WHAT THIS TASK INVOLVES | Lay out every line of the listing below as a numbered list, skipping blank lines. Omit the pictures from your answer.
— Begin DATA PROVIDED —
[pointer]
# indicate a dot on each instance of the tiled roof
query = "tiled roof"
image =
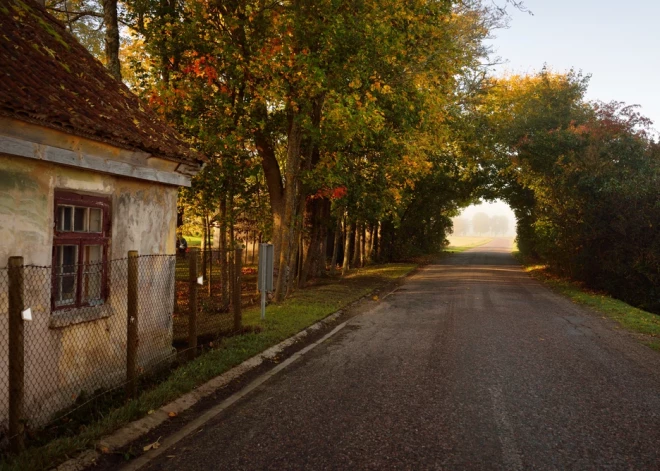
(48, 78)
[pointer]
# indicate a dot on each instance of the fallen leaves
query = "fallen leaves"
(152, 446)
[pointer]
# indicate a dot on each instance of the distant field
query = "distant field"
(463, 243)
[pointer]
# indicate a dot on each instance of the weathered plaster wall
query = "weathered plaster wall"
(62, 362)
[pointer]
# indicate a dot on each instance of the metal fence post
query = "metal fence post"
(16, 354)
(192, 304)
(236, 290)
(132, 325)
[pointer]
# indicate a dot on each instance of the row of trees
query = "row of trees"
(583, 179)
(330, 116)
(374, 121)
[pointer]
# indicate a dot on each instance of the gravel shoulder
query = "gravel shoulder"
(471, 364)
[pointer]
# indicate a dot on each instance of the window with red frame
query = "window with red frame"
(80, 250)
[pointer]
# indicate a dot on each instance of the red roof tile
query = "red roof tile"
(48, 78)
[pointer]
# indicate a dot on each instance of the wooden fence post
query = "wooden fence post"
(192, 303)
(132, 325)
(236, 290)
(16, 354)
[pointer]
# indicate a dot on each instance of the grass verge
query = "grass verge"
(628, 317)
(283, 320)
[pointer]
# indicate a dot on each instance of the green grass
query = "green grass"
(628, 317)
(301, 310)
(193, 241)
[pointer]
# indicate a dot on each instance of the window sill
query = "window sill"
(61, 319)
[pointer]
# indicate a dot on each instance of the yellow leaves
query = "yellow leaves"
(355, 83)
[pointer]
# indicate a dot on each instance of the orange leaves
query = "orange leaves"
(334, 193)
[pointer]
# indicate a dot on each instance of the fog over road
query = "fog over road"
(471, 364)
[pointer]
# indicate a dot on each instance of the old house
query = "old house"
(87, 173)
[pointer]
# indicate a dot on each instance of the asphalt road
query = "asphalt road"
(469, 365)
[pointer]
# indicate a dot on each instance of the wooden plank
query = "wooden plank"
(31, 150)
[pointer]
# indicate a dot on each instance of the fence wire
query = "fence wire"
— End DATA PROVIDED —
THE COMPLETED TASK |
1. [pointer]
2. # indicate a dot on each instance of the tiled roof
3. query = "tiled roof"
4. image =
5. (48, 78)
6. [pointer]
7. # indicate a dot on each instance of the fallen leaves
8. query = "fallen leaves"
9. (152, 446)
10. [pointer]
11. # indicate a dot on each instance of the distant field
12. query = "distant field"
13. (463, 243)
14. [pointer]
15. # indicate a dot on each instance of the weathered plaster wall
16. query = "weathered plaster wall"
17. (62, 362)
18. [pointer]
19. # indicate a dot on each instance of the metal fence post
20. query = "metal fence post"
21. (16, 354)
22. (192, 304)
23. (236, 290)
24. (132, 325)
25. [pointer]
26. # indicate a dot on each instance of the row of trees
27. query = "row of trees"
28. (583, 179)
29. (330, 116)
30. (374, 121)
31. [pointer]
32. # indicate a dot on each instance of the gravel shoulder
33. query = "gravel shoulder"
34. (471, 364)
35. [pointer]
36. # indicate a dot on each instance of the window with red frame
37. query = "window with red frame"
38. (80, 250)
39. [pointer]
40. # indicate a dot on each instance of the red roof tile
41. query = "red roof tile"
42. (48, 78)
43. [pointer]
44. # indicate a dot on each instance of the wooden fence post
45. query = "wooden fence post"
46. (192, 303)
47. (132, 325)
48. (236, 290)
49. (16, 354)
50. [pointer]
51. # indicate a dot on each instance of the grass verge
52. query = "grass verge"
53. (628, 317)
54. (283, 320)
55. [pointer]
56. # indicate a dot on each instance of the green grass
57. query = "green grass"
58. (628, 317)
59. (301, 310)
60. (193, 241)
61. [pointer]
62. # indicate a dot on each instance of the window sill
63. query = "window sill"
64. (61, 319)
65. [pointer]
66. # indicate a dot on each instance of the yellow leaves
67. query = "yellow leaves"
68. (355, 83)
69. [pointer]
70. # indicate a dot on each instance of the orange leaves
71. query = "orange leaves"
72. (334, 193)
73. [pointer]
74. # indicate a dot on each instance of the fog over road
75. query = "fog over road"
76. (471, 364)
77. [pointer]
78. # indicate a dot on each instance of the old house
79. query = "old house"
80. (87, 173)
81. [pointer]
82. # indicate a dot on each instance of the asphalt road
83. query = "asphalt road"
84. (469, 365)
85. [pointer]
86. # indicate a dot on each instance of the wooden plank
87. query = "wooden plank"
88. (31, 150)
89. [pointer]
90. # indicate a dot on each instance of the fence wire
91. query = "fence wire"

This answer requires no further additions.